• Instructions for the task
Copy the records word for word, from the very first line through the line that contains "[[52, 81], [392, 65]]", including that line.

• Material for this task

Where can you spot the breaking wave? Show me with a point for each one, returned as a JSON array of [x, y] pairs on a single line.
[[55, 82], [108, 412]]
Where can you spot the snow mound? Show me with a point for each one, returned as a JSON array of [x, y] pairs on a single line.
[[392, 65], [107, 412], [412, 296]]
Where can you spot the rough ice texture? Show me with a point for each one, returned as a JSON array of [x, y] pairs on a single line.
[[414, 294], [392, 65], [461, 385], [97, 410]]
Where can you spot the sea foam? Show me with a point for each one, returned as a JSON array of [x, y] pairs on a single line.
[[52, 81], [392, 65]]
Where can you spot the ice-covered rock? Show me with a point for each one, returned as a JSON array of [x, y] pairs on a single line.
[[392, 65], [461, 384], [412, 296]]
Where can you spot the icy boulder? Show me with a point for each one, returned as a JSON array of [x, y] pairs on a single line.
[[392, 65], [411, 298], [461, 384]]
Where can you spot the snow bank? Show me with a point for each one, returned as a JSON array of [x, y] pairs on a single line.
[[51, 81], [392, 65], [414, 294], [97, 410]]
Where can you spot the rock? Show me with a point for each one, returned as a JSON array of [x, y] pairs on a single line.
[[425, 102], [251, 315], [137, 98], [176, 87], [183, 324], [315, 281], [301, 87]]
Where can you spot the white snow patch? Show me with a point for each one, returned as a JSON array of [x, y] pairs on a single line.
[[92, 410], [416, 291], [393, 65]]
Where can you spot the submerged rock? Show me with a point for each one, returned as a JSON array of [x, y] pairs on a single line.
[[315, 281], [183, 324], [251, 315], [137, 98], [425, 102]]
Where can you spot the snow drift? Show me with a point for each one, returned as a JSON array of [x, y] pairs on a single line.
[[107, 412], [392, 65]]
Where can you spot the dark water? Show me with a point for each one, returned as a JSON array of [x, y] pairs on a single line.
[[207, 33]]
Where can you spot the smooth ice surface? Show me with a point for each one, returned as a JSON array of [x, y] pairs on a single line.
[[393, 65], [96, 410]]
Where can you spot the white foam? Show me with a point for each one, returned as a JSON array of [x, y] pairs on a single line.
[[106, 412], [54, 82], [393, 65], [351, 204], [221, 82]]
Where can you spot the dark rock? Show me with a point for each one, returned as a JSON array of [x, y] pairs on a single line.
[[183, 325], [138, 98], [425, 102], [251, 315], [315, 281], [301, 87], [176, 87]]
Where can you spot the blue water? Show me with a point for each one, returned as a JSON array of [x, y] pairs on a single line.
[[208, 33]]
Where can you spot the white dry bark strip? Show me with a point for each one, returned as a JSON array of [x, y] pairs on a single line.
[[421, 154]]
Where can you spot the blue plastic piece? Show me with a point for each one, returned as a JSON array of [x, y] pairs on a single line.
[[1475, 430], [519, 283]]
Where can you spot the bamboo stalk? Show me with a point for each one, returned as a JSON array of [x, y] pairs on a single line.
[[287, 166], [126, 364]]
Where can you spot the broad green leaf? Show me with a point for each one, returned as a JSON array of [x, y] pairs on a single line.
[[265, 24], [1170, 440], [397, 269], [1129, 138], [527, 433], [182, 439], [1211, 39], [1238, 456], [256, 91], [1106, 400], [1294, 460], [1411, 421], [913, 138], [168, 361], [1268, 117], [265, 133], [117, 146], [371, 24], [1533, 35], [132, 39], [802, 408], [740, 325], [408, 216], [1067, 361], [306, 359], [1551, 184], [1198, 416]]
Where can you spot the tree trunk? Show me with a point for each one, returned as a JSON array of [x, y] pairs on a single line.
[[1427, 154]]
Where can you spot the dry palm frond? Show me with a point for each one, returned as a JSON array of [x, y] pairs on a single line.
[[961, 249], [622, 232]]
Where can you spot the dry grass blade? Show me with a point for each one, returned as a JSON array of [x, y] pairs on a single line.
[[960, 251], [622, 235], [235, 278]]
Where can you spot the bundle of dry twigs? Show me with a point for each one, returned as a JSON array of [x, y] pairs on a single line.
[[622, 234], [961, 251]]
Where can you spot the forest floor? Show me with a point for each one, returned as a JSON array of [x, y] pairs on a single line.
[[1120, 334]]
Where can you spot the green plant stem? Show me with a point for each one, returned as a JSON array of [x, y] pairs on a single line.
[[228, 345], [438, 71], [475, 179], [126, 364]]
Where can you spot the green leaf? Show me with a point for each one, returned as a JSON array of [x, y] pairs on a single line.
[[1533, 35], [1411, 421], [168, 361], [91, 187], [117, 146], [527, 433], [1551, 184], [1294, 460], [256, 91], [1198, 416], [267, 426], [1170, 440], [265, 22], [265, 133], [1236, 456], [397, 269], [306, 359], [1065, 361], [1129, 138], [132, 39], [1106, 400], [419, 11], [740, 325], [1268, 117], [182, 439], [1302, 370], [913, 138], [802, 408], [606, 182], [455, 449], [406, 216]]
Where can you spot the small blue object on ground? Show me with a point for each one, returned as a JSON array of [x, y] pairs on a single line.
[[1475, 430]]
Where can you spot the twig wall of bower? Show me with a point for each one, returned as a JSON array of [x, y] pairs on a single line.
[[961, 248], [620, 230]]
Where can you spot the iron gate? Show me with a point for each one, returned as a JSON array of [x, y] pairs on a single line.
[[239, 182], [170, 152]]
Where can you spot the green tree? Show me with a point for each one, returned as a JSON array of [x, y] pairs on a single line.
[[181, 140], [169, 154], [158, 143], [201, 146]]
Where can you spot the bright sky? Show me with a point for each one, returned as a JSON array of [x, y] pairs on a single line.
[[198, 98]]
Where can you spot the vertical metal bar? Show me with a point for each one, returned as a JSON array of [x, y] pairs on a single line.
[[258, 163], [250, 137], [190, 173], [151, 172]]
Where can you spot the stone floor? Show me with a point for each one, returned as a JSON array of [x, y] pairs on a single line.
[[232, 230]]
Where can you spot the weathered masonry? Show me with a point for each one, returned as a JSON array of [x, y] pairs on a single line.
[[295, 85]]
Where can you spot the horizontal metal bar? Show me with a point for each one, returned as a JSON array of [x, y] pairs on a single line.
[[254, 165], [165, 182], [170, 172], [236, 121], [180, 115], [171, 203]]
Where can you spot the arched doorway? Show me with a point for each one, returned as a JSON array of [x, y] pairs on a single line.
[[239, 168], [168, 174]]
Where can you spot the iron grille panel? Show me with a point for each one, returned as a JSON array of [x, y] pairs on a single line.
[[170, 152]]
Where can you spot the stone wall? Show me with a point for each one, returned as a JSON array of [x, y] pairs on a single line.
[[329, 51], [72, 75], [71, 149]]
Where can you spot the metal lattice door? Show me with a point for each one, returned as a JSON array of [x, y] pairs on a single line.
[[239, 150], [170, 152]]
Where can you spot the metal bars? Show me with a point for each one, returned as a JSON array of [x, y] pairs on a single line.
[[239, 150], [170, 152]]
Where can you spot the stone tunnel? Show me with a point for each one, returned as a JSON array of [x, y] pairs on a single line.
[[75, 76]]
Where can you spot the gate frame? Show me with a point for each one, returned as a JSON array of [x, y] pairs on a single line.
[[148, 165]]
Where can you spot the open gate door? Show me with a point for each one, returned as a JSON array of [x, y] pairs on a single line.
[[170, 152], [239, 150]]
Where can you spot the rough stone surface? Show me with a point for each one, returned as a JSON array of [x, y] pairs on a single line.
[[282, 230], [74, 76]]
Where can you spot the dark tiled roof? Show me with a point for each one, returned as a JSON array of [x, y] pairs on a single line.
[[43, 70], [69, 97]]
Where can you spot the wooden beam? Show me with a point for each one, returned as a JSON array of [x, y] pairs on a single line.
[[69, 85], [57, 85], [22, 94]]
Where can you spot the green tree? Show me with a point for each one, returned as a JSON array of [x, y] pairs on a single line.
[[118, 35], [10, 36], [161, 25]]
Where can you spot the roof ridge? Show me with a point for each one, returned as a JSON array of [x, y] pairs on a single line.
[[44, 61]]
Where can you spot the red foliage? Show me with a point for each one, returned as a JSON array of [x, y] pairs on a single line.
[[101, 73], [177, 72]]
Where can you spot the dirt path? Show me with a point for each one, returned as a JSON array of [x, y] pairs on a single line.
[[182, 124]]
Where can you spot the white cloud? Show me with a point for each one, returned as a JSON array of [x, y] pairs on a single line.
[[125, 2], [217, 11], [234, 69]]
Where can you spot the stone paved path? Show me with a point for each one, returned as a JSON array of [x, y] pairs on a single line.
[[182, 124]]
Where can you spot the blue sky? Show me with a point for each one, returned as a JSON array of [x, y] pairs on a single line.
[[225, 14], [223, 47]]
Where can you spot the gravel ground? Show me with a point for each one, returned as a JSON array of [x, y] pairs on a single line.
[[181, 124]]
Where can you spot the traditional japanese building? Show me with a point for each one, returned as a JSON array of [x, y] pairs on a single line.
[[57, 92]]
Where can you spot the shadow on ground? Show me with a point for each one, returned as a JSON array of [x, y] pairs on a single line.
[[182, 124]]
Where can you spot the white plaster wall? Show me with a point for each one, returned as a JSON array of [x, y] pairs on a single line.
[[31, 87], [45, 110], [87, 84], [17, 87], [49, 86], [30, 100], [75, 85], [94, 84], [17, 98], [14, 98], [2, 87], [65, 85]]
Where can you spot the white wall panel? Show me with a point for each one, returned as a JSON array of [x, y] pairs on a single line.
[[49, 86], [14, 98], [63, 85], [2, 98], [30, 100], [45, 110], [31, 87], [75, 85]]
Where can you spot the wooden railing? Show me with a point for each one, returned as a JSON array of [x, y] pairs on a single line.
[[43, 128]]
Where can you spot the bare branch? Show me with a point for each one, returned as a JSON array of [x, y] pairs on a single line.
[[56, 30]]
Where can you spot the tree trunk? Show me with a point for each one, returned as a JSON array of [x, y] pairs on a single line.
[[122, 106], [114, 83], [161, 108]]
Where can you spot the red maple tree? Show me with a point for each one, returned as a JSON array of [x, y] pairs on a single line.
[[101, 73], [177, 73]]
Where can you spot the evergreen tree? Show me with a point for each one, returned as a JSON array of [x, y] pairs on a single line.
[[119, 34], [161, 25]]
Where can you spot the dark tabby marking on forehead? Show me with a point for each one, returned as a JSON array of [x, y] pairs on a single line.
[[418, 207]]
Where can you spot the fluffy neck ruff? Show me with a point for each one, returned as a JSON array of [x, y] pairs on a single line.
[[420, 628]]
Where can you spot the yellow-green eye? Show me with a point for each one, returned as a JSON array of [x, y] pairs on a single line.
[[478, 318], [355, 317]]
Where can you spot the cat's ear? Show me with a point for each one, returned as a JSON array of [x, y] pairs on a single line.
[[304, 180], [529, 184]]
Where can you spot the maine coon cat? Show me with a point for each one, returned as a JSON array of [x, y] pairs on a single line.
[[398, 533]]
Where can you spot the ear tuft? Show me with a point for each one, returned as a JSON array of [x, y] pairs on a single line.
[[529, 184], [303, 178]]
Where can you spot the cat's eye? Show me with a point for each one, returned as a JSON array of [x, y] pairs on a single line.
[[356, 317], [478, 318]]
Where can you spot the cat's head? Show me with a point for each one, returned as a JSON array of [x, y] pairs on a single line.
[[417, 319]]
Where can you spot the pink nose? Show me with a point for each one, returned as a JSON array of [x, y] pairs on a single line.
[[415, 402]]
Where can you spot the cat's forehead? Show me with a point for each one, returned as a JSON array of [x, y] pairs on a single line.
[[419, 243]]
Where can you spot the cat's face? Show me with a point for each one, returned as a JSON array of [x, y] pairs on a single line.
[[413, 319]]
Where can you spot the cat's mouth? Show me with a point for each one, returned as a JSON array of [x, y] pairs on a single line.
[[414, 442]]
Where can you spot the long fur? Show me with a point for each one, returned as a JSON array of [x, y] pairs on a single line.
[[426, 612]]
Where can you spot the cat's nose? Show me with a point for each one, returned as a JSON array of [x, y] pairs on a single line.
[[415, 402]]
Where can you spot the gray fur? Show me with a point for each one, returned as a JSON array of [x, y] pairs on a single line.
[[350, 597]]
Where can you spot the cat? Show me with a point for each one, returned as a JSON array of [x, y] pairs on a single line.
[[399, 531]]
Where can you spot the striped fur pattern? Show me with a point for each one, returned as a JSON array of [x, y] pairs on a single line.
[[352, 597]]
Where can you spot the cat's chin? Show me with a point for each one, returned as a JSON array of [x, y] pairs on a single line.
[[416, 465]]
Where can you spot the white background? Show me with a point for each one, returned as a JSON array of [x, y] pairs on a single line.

• Solution for this exercise
Where can you spot the breaking wave? Show me with a point for each one, returned as a JSON array of [x, y] pairs on a single line.
[[55, 82], [108, 412]]
Where can you spot the snow mound? Show me with a point for each one, returned as a JSON array of [x, y] pairs on a single line.
[[392, 65], [107, 412], [412, 296]]
Where can you spot the rough ice texture? Show me with a point for each one, returned as a JSON array of [x, y] pairs on a single line.
[[414, 294], [392, 65], [461, 385], [97, 410]]
Where can you spot the sea foam? Show me with a point for each one, returned as a JSON array of [x, y] pairs on a single line.
[[52, 81], [392, 65]]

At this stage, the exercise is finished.